__Problem details__
Update the lines starting with the line that contains "If you could mark the dark" and going on through the end, swapping "photo" for "image" and keeping everything else the same. Leave the pictures out of your answer.

Pointing data lines:
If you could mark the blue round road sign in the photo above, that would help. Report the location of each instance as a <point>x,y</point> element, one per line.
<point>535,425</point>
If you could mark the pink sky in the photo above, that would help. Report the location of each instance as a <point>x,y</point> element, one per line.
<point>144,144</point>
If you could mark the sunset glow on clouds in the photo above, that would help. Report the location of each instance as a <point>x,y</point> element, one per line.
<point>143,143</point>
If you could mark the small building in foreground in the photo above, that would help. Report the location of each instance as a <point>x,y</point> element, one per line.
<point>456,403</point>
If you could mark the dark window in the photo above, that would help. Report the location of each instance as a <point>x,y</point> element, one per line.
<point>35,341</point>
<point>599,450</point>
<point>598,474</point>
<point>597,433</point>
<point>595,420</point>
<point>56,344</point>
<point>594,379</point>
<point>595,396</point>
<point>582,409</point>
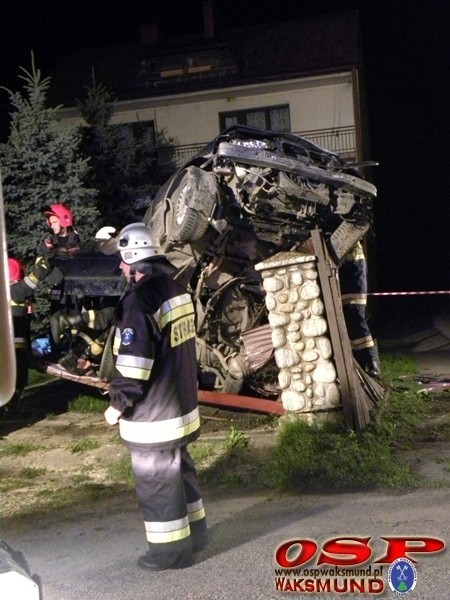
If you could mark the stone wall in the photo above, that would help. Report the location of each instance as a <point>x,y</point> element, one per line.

__Task result__
If you could mark the dark window in the image above, that would help. Report the location of each instance as a <point>x,y</point> element, one per line.
<point>35,341</point>
<point>599,450</point>
<point>598,474</point>
<point>597,433</point>
<point>595,420</point>
<point>56,344</point>
<point>594,379</point>
<point>595,396</point>
<point>582,409</point>
If you could mark the stone wall in the image above, that would help. Report the location of each instance as a <point>x,y</point> element, one per line.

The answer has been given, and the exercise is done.